**INSTRUCTIONS TO FOLLOW**
State how many lines in the data below contain the word "blue" with matching capitalization, and reply with that number alone.

**EXCERPTED RECORDS**
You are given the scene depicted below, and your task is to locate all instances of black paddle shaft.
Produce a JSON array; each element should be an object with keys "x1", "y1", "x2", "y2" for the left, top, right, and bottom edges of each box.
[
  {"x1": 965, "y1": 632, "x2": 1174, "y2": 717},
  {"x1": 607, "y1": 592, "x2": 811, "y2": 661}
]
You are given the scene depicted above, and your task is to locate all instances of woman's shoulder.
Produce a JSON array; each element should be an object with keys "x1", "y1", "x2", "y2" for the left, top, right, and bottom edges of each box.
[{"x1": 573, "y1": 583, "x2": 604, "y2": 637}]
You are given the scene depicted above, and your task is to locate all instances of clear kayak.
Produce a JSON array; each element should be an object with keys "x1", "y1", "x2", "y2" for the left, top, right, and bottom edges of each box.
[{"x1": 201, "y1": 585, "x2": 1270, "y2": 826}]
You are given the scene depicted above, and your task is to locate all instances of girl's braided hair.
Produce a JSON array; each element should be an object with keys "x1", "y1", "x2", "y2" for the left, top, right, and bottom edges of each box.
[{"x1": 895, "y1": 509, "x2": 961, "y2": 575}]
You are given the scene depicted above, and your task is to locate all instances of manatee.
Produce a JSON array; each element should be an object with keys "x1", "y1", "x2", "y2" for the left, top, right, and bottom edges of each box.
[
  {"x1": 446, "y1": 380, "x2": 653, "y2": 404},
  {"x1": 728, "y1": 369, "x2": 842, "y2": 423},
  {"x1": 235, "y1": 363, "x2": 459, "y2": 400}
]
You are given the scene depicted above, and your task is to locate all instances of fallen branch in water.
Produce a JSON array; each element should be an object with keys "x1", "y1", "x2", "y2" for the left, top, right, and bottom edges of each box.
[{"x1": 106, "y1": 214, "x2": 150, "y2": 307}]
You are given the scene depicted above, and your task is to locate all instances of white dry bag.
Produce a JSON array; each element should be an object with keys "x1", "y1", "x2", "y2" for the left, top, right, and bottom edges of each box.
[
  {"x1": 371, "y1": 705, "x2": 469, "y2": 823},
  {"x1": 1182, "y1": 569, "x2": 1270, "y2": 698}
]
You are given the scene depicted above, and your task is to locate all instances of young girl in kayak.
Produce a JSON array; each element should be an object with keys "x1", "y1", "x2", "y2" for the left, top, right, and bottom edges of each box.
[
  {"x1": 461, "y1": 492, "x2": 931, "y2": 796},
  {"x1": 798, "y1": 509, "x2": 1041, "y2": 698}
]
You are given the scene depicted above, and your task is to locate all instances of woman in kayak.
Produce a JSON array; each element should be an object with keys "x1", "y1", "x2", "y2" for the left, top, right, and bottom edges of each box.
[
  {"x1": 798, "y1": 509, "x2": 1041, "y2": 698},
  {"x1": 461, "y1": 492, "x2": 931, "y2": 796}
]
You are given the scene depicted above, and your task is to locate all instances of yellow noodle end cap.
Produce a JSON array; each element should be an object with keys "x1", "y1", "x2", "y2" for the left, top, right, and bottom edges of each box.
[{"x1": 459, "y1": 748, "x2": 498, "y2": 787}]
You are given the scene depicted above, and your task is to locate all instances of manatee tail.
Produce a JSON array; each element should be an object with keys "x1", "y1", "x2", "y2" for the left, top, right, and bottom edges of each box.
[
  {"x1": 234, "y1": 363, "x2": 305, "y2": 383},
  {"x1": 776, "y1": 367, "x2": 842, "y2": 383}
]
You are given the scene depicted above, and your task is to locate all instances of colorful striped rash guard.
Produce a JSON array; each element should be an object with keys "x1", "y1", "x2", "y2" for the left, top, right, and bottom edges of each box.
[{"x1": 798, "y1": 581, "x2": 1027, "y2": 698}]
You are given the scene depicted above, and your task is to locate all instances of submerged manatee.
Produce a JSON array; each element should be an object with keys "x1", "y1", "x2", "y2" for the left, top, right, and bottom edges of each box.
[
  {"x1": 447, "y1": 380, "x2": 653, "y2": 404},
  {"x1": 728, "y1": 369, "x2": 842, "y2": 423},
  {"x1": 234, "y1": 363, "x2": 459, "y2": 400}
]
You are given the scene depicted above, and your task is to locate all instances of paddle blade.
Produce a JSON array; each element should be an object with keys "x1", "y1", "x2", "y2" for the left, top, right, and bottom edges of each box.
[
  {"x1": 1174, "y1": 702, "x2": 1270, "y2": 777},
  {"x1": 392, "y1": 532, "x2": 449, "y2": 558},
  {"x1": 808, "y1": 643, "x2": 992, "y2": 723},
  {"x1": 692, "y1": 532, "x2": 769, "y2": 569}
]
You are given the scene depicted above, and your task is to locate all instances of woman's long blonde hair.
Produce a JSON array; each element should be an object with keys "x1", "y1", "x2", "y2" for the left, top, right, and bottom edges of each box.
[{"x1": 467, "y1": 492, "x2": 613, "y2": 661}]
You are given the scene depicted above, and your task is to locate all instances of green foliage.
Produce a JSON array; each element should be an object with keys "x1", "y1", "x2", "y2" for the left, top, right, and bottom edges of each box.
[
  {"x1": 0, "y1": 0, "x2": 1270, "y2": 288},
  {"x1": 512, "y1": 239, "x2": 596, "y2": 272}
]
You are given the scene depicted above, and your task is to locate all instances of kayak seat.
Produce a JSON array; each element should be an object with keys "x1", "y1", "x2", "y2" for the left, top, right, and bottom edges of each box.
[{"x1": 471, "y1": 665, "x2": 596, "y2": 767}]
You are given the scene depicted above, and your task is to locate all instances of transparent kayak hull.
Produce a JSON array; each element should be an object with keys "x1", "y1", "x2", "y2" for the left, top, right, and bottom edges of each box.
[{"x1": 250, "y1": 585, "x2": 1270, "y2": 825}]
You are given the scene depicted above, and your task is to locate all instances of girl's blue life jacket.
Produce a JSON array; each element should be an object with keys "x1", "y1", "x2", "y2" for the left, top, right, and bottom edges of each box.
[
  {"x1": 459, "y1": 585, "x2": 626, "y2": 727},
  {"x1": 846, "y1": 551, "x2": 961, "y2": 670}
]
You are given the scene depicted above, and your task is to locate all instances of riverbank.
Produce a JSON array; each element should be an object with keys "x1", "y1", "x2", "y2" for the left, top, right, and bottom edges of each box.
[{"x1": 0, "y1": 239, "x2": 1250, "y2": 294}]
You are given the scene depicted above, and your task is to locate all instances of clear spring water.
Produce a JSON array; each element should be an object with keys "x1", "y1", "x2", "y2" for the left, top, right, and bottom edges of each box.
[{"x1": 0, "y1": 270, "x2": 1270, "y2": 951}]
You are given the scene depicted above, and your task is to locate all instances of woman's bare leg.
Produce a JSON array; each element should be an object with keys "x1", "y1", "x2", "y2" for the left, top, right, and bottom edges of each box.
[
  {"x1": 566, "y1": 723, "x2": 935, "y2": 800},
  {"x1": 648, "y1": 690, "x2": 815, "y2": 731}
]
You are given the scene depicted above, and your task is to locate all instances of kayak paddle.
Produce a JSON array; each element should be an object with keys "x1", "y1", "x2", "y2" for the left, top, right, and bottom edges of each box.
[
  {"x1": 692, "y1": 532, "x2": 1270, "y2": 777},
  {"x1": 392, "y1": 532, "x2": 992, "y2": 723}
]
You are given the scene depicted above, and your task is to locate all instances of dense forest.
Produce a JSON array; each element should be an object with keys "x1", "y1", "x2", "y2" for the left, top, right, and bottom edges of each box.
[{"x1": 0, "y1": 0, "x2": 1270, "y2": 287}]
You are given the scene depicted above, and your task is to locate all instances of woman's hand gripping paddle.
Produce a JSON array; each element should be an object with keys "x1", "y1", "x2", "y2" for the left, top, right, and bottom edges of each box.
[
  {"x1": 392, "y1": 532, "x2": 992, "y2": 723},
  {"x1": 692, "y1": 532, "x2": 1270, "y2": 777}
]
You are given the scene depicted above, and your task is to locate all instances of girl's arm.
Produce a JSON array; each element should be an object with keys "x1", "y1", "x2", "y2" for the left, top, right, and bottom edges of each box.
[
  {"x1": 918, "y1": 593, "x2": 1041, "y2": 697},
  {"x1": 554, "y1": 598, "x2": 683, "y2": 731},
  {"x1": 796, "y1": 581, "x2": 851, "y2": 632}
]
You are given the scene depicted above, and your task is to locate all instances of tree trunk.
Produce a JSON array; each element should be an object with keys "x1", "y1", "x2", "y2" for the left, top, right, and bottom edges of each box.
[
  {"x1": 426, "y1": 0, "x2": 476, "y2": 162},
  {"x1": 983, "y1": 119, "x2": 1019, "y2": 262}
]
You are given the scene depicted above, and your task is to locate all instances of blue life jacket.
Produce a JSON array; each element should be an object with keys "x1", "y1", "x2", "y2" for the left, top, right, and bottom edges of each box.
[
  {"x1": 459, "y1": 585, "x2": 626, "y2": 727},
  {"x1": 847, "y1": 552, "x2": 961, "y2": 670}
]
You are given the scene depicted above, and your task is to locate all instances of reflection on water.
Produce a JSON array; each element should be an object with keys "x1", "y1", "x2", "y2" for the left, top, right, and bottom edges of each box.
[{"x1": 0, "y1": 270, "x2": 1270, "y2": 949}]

* * *

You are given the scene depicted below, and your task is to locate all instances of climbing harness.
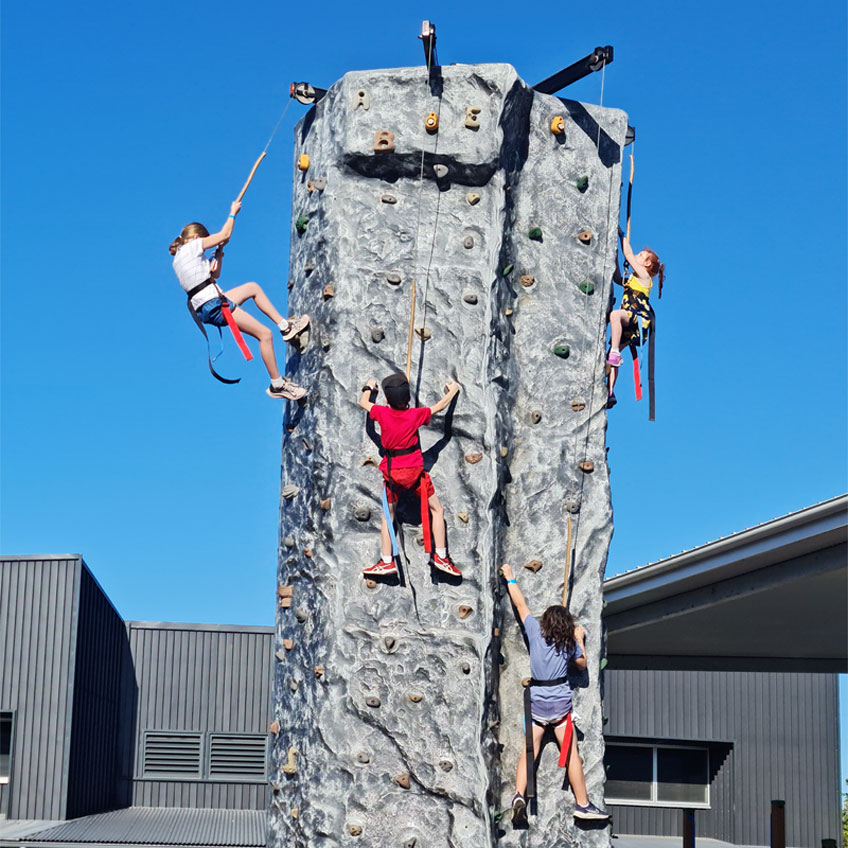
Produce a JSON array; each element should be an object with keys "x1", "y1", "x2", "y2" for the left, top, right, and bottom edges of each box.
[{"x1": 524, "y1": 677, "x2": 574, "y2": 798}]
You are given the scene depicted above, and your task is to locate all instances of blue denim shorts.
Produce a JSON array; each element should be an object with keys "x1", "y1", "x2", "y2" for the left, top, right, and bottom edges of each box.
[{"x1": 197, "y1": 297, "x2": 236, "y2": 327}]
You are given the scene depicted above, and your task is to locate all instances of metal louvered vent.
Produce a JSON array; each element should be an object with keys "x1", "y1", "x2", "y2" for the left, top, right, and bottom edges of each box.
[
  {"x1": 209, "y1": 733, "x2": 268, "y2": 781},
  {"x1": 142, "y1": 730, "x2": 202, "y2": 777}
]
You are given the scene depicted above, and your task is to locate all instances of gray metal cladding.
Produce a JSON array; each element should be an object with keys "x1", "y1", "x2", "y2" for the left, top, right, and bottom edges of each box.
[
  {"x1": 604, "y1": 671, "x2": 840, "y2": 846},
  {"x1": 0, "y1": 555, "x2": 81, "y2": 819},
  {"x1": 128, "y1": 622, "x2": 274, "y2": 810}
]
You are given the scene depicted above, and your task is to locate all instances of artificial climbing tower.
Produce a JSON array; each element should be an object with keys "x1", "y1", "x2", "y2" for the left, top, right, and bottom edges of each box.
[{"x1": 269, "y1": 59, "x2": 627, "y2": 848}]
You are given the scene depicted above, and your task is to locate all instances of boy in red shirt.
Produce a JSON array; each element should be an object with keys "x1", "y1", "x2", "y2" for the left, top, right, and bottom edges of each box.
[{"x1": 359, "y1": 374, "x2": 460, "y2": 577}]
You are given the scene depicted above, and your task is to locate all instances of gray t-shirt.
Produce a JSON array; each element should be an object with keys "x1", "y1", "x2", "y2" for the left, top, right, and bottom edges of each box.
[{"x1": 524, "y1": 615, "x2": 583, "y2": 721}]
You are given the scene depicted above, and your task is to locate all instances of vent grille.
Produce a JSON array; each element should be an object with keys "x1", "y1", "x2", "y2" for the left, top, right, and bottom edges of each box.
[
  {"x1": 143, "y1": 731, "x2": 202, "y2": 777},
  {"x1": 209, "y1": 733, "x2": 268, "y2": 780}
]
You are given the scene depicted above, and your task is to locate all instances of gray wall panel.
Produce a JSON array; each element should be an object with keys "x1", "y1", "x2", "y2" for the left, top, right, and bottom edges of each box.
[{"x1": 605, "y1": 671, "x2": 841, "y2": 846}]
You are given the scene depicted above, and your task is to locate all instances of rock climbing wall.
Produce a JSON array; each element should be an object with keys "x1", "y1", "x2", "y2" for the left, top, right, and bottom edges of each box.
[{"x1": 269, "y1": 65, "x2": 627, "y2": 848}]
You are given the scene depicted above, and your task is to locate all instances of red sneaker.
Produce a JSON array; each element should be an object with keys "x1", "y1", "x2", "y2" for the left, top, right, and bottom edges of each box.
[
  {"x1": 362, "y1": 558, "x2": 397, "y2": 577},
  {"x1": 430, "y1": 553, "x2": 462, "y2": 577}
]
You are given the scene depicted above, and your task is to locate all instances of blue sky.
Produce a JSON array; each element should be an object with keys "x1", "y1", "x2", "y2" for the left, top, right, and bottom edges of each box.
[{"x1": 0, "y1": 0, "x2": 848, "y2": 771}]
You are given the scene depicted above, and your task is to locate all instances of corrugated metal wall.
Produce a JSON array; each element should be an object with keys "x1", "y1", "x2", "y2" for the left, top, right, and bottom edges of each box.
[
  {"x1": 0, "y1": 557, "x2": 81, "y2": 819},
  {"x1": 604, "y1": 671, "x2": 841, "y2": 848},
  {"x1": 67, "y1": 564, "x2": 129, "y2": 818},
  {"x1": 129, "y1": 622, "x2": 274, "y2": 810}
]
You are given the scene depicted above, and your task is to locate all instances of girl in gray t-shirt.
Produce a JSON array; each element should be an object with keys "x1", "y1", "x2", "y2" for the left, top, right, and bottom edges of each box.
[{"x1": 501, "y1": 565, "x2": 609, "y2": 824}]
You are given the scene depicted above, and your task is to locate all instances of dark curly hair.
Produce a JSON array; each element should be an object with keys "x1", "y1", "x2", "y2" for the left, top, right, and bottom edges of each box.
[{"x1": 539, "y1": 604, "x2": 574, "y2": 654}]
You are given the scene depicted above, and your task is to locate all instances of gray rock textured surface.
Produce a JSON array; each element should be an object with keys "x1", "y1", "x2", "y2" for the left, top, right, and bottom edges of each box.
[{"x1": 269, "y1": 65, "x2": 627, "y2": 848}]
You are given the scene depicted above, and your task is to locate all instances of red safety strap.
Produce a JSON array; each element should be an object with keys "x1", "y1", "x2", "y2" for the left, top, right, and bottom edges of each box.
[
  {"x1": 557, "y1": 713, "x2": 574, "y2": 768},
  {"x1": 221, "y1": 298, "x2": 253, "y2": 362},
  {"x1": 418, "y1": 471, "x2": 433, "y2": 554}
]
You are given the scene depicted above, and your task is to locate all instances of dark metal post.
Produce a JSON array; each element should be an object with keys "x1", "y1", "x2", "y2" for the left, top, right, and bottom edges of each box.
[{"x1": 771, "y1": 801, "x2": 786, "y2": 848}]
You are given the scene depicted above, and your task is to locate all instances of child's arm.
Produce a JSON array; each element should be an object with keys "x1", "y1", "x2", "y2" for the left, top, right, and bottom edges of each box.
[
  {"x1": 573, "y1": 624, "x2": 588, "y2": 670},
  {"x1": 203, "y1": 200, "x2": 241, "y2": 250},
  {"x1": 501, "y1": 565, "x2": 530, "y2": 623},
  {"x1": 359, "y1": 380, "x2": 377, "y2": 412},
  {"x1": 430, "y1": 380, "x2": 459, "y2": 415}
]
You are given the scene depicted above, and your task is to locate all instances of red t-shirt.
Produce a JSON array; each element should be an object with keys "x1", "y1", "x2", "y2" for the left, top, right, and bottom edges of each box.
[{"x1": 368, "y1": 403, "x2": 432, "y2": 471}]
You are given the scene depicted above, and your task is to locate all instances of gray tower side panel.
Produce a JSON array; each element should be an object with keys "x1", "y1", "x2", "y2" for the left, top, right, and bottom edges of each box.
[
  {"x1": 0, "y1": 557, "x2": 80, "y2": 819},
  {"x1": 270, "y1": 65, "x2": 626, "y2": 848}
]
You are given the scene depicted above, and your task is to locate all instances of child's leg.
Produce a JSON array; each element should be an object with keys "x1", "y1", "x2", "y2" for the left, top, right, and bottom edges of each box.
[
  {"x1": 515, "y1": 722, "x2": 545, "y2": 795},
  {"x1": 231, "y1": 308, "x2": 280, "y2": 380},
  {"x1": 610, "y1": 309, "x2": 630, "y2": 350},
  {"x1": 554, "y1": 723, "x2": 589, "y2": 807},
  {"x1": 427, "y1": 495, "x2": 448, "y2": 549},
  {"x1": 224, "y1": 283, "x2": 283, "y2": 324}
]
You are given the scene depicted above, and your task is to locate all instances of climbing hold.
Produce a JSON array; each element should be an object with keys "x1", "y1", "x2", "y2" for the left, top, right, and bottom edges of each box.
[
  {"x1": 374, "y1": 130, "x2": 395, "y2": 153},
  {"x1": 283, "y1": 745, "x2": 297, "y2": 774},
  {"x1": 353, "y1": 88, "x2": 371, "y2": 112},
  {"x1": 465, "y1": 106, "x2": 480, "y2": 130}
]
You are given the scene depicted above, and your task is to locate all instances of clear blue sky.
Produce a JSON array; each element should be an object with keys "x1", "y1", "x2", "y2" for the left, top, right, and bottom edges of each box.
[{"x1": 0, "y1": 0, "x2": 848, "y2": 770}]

...

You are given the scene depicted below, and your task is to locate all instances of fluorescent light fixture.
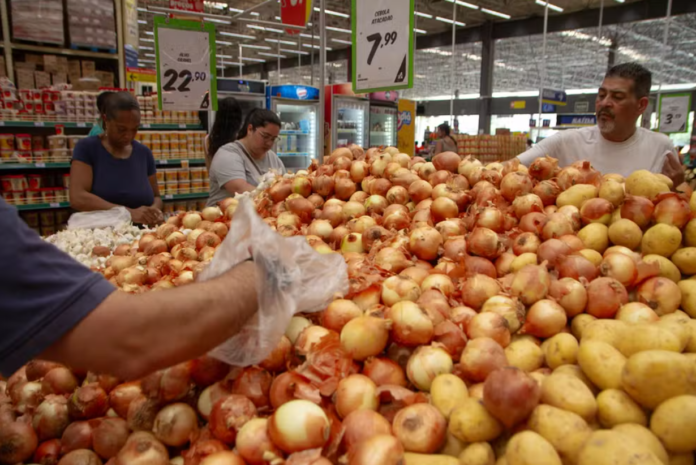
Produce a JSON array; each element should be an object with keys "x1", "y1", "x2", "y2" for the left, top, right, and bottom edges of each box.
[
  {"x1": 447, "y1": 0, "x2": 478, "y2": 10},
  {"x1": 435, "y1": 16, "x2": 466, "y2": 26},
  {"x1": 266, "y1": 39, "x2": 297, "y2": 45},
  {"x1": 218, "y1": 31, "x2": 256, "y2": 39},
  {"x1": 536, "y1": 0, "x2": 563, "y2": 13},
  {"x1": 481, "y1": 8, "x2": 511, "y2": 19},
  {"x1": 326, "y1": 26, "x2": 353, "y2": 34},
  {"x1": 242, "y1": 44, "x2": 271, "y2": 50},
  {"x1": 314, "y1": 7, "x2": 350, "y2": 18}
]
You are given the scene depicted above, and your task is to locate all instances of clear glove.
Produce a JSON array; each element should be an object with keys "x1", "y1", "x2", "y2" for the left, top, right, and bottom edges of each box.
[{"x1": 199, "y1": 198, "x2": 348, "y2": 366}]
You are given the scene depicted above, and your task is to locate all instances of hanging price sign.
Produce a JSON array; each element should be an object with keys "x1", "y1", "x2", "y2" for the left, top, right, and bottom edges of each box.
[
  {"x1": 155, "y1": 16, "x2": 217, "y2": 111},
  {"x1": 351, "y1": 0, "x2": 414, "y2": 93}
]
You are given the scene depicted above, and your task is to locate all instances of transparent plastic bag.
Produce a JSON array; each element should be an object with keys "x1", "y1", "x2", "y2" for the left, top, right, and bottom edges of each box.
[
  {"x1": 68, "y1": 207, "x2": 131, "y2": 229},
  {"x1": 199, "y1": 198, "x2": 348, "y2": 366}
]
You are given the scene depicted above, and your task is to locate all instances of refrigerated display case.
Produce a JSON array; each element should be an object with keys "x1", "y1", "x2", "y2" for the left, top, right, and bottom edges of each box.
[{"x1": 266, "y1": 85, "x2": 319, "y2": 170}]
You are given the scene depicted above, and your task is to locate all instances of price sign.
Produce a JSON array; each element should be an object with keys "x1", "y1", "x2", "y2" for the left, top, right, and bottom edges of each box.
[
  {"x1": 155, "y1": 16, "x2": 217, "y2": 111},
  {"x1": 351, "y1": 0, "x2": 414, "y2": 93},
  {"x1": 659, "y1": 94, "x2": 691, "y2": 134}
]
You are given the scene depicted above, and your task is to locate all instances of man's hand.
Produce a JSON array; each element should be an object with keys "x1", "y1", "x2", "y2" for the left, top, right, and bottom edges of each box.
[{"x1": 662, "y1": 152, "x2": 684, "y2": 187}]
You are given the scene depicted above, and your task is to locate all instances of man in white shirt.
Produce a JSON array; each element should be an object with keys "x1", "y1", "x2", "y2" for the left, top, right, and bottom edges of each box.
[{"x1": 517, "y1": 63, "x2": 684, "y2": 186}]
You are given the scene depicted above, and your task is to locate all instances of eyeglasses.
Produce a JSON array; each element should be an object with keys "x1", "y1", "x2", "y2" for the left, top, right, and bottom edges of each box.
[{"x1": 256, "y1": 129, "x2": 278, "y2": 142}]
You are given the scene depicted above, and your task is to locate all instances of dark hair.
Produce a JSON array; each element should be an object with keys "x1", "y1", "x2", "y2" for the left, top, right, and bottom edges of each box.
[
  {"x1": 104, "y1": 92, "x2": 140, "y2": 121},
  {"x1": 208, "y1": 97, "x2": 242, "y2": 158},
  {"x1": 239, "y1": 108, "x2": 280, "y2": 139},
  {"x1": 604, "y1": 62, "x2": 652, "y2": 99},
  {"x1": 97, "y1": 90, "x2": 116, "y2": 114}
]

**ANSWER FOR THIS EXERCISE**
5